> _Text_:
There are numerous research studies that confirm the destructive outcomes of toxic chemicals in aquatic environments. Furthermore, the adverse impacts of these substances are both broad and diverse. For example, PAHs have been found to cause heart defects in herring and pink salmon embryos and when zebrafish absorbed PAHs through their skin, their hearts were severely malformed. Turtles experience signs of liver damage and are immunocompromised when found with high concentrations of PFCs. Concentrations of pesticides can modify the physiology, behavior, learning, and ability of fish to escape predators. Similarly, small amounts of metals such as mercury and zinc reduce the swimming rate of crab and fish larvae. Phthalate esters, PCBs, and pesticides have been found to have detrimental effects on the survival, growth, behavior, and reproduction of marine fish and shellfish.
Given that it is now known that these chemicals have harmful consequences for both freshwater and marine animals, some studies have questioned whether small doses would be less damaging. The results show that even in low doses, there can be biological effects. Furthermore, the effects can be indirect as well as direct. When toxic chemicals are present in the environment, organisms can absorb them through their skin or ingest them. The toxins then travel up the food chain, via consumption and the food web, and as a result, larger animals such as fish, birds, and mammals accumulate the toxins in higher concentrations.

> _Supplied data_:
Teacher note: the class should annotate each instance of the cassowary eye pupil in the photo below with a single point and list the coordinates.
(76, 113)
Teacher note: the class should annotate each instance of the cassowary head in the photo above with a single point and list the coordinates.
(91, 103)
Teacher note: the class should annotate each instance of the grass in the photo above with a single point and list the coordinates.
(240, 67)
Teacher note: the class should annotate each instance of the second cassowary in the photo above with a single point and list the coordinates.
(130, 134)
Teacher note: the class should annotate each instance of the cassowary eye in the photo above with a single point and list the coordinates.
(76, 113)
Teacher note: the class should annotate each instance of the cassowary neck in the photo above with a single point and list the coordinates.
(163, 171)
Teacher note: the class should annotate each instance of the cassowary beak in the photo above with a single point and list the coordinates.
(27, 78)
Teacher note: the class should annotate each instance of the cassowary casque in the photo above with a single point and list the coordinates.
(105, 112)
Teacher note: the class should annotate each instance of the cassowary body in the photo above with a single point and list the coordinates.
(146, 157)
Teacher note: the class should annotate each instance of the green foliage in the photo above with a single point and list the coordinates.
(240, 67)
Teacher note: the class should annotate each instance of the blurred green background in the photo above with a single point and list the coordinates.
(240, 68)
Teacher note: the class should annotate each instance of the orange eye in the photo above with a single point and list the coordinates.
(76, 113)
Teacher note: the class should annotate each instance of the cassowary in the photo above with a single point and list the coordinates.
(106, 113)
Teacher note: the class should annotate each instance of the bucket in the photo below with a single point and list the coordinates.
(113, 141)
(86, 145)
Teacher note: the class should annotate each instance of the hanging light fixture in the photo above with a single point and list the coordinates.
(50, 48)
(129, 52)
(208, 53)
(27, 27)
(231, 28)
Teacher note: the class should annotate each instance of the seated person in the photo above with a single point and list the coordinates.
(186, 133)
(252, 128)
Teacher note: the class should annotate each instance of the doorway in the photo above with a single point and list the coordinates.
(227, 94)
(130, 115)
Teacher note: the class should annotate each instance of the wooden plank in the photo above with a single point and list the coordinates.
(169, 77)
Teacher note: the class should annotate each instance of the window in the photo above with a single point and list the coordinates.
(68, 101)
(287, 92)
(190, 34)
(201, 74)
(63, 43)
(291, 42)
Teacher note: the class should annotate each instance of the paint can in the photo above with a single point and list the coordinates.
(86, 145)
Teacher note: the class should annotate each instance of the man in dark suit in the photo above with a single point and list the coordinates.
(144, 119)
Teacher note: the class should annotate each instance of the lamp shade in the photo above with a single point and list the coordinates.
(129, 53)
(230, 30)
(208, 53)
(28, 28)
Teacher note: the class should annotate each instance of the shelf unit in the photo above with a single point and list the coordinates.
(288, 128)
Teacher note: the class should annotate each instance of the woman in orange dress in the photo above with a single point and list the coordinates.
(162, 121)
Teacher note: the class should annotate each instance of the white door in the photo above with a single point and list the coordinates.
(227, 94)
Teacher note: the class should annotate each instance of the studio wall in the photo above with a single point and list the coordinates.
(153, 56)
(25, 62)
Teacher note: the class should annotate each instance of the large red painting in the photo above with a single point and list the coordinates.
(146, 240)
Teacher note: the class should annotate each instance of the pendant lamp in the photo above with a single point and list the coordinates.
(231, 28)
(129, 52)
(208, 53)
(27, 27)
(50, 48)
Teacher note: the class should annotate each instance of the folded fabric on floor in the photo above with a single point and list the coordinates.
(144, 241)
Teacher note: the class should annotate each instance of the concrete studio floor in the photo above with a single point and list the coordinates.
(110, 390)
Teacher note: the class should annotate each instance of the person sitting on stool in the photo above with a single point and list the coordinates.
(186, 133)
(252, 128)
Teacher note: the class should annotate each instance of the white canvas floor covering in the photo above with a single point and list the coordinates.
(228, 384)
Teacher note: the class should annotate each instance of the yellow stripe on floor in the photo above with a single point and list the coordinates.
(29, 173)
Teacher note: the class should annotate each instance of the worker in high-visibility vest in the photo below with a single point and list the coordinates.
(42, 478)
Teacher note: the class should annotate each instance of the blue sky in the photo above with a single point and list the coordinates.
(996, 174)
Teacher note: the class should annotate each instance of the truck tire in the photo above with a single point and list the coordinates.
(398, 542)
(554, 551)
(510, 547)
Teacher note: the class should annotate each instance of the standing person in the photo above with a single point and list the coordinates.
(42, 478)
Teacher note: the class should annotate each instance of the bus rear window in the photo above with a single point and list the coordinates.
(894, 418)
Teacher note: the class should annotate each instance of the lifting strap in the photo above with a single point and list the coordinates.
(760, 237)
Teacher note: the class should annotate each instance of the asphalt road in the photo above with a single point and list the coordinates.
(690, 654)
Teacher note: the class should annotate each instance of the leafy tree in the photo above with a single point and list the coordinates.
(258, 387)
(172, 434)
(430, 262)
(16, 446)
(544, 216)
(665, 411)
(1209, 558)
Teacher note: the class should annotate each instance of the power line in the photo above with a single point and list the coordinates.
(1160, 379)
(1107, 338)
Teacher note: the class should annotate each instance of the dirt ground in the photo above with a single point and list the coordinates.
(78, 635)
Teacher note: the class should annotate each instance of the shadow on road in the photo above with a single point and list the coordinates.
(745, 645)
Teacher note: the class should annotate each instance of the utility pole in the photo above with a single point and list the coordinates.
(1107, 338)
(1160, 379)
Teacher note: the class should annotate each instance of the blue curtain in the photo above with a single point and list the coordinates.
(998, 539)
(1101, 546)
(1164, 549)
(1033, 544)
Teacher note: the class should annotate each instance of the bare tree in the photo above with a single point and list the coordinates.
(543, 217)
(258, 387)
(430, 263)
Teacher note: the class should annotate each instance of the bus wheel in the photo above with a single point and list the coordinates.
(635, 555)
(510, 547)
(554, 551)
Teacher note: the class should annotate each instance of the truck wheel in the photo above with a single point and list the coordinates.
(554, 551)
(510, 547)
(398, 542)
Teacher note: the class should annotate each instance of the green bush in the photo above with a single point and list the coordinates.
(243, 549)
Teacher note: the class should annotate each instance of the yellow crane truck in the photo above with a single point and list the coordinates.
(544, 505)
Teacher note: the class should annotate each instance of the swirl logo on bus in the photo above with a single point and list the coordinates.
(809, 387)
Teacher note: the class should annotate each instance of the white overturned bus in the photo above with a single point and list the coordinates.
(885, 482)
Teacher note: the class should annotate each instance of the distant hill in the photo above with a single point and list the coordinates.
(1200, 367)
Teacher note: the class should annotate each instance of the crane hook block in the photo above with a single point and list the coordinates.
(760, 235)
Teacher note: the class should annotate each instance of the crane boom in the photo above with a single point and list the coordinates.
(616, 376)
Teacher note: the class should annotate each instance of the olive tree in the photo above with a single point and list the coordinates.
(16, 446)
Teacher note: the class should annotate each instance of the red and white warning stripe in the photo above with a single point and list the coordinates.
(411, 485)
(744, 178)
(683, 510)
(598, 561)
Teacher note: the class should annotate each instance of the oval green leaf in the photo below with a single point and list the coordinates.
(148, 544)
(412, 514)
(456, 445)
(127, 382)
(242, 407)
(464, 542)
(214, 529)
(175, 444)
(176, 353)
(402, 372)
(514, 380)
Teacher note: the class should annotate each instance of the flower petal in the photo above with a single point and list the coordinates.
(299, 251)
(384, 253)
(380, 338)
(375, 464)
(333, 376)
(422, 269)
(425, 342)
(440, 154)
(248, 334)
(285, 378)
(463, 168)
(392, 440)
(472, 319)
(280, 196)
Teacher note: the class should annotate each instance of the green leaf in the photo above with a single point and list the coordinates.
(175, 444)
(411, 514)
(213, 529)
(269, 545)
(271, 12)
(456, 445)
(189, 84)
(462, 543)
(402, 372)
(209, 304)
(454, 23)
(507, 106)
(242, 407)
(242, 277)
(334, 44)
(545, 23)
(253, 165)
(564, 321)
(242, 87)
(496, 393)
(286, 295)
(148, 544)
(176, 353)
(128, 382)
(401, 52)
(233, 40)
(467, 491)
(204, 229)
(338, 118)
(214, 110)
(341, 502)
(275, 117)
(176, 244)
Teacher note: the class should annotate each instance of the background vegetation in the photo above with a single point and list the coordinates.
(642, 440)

> _Work request_:
According to the text on toxic chemicals in aquatic environments, state what happened to the hearts of zebrafish that absorbed PAHs through their skin.

> _Written solution_:
Their hearts were severely malformed.